Provided information:

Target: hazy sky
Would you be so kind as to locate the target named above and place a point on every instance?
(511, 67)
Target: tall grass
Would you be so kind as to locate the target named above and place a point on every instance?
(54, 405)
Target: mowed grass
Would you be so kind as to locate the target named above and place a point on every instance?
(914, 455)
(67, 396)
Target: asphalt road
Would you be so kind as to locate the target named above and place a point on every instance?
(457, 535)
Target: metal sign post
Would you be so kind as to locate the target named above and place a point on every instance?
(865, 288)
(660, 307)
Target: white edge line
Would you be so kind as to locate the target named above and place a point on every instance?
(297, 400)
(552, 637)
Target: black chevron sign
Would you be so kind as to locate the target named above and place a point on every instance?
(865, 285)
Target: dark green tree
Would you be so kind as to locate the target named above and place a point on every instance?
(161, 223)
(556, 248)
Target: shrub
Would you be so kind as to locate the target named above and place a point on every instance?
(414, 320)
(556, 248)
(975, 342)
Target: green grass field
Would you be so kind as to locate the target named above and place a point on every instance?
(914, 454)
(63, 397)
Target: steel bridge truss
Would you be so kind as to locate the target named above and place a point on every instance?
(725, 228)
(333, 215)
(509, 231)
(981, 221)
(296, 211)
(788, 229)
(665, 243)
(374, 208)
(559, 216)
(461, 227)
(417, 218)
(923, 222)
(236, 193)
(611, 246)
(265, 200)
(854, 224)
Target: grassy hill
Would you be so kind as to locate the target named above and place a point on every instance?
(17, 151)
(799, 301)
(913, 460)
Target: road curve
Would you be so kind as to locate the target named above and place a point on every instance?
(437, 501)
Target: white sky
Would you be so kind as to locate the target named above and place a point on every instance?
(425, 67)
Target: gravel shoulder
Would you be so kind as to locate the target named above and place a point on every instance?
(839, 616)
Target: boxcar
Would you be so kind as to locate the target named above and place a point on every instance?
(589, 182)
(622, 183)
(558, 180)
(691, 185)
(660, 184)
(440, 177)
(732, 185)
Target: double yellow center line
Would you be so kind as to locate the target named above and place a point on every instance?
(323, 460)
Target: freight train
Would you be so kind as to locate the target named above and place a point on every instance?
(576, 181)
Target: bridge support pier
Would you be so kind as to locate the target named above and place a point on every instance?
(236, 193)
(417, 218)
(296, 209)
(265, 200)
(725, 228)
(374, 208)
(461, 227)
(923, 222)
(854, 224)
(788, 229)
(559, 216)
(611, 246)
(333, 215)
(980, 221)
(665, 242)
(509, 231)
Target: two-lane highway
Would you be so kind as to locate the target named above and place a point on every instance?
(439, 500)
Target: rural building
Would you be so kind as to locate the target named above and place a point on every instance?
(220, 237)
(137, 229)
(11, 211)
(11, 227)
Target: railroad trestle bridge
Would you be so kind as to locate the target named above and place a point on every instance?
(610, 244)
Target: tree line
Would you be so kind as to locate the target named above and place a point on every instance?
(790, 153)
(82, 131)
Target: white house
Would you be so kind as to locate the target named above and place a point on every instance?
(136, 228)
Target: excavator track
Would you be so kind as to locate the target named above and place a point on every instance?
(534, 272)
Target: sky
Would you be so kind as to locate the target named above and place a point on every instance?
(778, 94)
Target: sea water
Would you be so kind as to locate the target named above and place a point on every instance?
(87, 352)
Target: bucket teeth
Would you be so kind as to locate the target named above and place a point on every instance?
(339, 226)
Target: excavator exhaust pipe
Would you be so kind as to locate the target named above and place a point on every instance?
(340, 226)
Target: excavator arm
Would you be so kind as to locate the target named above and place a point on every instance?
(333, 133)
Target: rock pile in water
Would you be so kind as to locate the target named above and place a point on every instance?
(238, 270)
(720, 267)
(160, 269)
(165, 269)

Task to complete:
Revise the material above so that each "place a point on" reads "put a dot on" instead, with every other line and word left unchanged.

The response:
Target: hazy sky
Would you be so kind as to locate the target named above and put a dot on every instance?
(511, 67)
Target: tall grass
Would you be so kind as to locate the target named above and put a dot on every instance?
(54, 405)
Target: mowed grass
Would you be so kind as to locate the target named above and put a dot on every instance?
(914, 455)
(67, 396)
Target: asphalt road
Would you be so kind as to locate the target named above and put a dot on every instance?
(457, 535)
Target: metal sign post
Would you be so kind as to locate the target named above and put a dot on every instance?
(865, 288)
(660, 307)
Target: white edge line
Would you be so kind as to locate the target named above and put a dot on every instance?
(297, 400)
(552, 637)
Target: black chevron sign
Would you be so kind as to locate the target named above and put a dot on every instance?
(865, 285)
Target: dark green tree
Would you be so kind as to locate the target named above and put a dot on every instance?
(161, 223)
(556, 248)
Target: shrub
Would you be so kind as to locate the target named above and put a dot on every instance?
(414, 320)
(556, 248)
(975, 342)
Target: green grass field
Would you be so kind as to locate the target named above and put a dot on every instance?
(914, 454)
(63, 397)
Target: steel bridge truss
Would you be so kind as to locate the target named above and put a dot on every instance?
(725, 228)
(333, 215)
(509, 231)
(981, 221)
(296, 211)
(788, 229)
(665, 243)
(374, 208)
(559, 216)
(461, 227)
(417, 218)
(923, 222)
(236, 193)
(611, 246)
(265, 200)
(854, 224)
Target: grassy hill
Would you be so kind as to locate the target named above and put a dot on every instance?
(17, 151)
(799, 301)
(913, 460)
Target: road curve
Would you be so kind as to locate the target named above and put a dot on every instance?
(437, 501)
Target: white sky
Would you be so kind as to locate the target named above and put a dot on every instance?
(425, 67)
Target: gravel shoulder
Would you be so kind as to locate the target named above and put a dot on every instance?
(839, 616)
Target: boxcar
Would you be so kind as to locate the target named above and put a dot on every instance?
(589, 182)
(622, 183)
(558, 180)
(691, 185)
(660, 184)
(440, 177)
(732, 185)
Target: double yellow center line
Would you be so kind as to locate the target named above and put a dot on every instance?
(323, 460)
Target: freight train
Would you be so kind as to locate the target named above and put a dot on every instance?
(576, 181)
Target: bridge support pier
Would you be so kind as to locate the target named above and put a dot on every instance?
(236, 193)
(417, 218)
(296, 209)
(265, 200)
(725, 228)
(374, 208)
(461, 227)
(923, 222)
(854, 224)
(788, 229)
(559, 216)
(611, 246)
(333, 215)
(980, 221)
(665, 242)
(509, 231)
Target: two-lane highway
Would you be so kind as to locate the target named above and put a dot on every instance?
(439, 500)
Target: rural building
Would you be so kind as to locate the target named above and put a dot on every instance?
(220, 237)
(137, 229)
(11, 211)
(11, 227)
Target: railroad trestle bridge
Would you be so kind as to locate the target named above and put a dot on every instance?
(610, 244)
Target: tree line
Would you be so kind as to locate the target named above and put a dot on every instance?
(790, 153)
(82, 131)
Target: white house
Would you be so kind as to locate the target named above and put a dot on every instance?
(136, 228)
Target: excavator track
Would you be so kind as to locate the target named above and put a dot on every instance?
(534, 272)
Target: sky
Would you be so kind as to locate the target named above and put a dot on every instance?
(778, 94)
Target: sea water
Would you be so kind as to locate the target named above and put a dot on every instance?
(87, 352)
Target: bucket teeth
Would you be so kind as to locate the target named above and put a dot on every instance?
(339, 226)
Target: excavator exhaust pipe
Would you be so kind as to locate the target named above and put a dot on every instance?
(340, 226)
Target: excavator arm
Would you be so kind as to locate the target named above and put a dot on every instance?
(333, 133)
Target: rock pile in water
Would you be so kind as to locate the target named above and put a dot on every instance?
(238, 270)
(720, 267)
(160, 269)
(165, 269)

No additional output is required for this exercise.